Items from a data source
--- START ---

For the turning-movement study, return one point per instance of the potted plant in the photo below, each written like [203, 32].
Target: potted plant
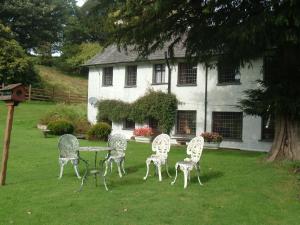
[143, 134]
[212, 140]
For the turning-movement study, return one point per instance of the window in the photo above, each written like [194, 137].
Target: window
[187, 74]
[267, 131]
[186, 122]
[107, 78]
[228, 124]
[159, 74]
[228, 72]
[131, 76]
[128, 124]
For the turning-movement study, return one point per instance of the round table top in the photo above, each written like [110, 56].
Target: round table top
[95, 149]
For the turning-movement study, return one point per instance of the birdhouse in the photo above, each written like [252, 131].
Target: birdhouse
[13, 93]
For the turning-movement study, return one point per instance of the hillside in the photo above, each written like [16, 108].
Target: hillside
[52, 77]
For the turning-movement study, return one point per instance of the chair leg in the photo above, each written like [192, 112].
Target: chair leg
[198, 174]
[176, 170]
[75, 164]
[159, 172]
[167, 168]
[119, 169]
[62, 162]
[147, 173]
[186, 174]
[122, 165]
[106, 165]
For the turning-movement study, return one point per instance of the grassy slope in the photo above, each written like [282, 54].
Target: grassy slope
[53, 77]
[239, 187]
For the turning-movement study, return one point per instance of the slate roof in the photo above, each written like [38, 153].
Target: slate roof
[112, 55]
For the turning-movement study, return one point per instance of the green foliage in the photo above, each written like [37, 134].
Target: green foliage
[76, 114]
[15, 65]
[113, 110]
[60, 127]
[157, 105]
[37, 24]
[75, 55]
[99, 131]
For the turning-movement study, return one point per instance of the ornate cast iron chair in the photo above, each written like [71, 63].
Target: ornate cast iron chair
[119, 143]
[68, 146]
[161, 147]
[194, 150]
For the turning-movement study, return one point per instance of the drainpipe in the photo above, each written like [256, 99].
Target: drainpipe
[169, 72]
[205, 96]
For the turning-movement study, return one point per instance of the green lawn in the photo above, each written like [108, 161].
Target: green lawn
[239, 187]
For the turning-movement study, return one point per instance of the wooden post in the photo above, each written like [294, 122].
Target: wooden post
[29, 93]
[9, 121]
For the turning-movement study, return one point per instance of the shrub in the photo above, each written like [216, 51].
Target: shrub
[61, 127]
[143, 131]
[212, 137]
[156, 105]
[99, 131]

--- END ---

_Task to complete_:
Starting at the line that contains "Target: green foliage", restate word for word every line through the last one in the records above. Return nothing else.

_Solved problem_:
Target: green foliage
[76, 114]
[15, 65]
[113, 110]
[60, 127]
[157, 105]
[37, 24]
[75, 55]
[99, 131]
For the turning-movement study, return one point per instance of the ornate cast iron chair in the photo above, each written like [71, 63].
Target: ornate cast iron chair
[119, 143]
[68, 146]
[161, 147]
[194, 150]
For the turning-movement study, return one point per instance of the drainpipe in the photo above, each written like [256, 99].
Target: drainpipe
[169, 72]
[205, 96]
For the turning-movement study, return one point per instance of the green lawn in the photo above, each written like [108, 161].
Target: green lawn
[239, 187]
For the turning-movement study, return one point per instance of the wooden post in the photo above, each written like [294, 122].
Target: wooden post
[29, 93]
[9, 121]
For the turning-movement study, return one point per instance of the shrub in the photo above, each written like [216, 51].
Target: shrub
[61, 127]
[143, 131]
[212, 137]
[156, 105]
[99, 131]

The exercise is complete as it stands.